THE RECORDS
- - -
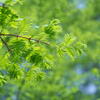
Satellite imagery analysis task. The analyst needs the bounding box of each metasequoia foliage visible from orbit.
[0,0,86,85]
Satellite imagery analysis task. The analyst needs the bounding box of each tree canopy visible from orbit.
[0,0,100,100]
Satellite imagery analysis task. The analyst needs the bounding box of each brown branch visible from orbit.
[0,33,50,45]
[0,36,12,55]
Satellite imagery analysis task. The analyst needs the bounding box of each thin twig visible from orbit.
[0,36,12,55]
[0,33,50,45]
[0,28,12,55]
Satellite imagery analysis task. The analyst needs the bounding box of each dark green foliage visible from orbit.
[0,5,18,28]
[29,52,43,65]
[7,64,23,79]
[44,19,62,38]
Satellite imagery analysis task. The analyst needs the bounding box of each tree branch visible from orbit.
[0,36,12,55]
[0,33,50,45]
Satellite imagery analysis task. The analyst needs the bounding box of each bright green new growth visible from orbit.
[57,34,87,60]
[0,0,86,86]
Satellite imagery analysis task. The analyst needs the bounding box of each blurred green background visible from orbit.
[0,0,100,100]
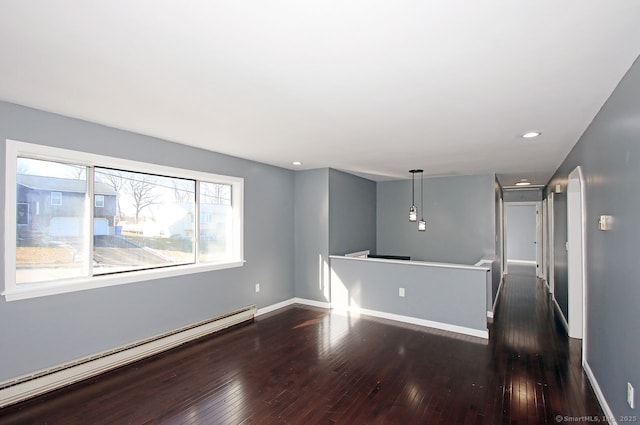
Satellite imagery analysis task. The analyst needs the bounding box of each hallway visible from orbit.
[489,264,602,423]
[0,265,603,424]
- - -
TASK OBJECTIVE
Omit the pictures. Write out exactly the lines from the one containing "background visible from orbit." through the last line of the entries, both of them included.

COMPLETED EXERCISE
Satellite imagery analysis task. The analyst needs the bounding box of each blurred green background visible from orbit.
[0,0,100,100]
Satellite imagery analysis task. The analyst needs the bounding box of each hallway visible from orbit.
[489,264,602,423]
[0,265,603,424]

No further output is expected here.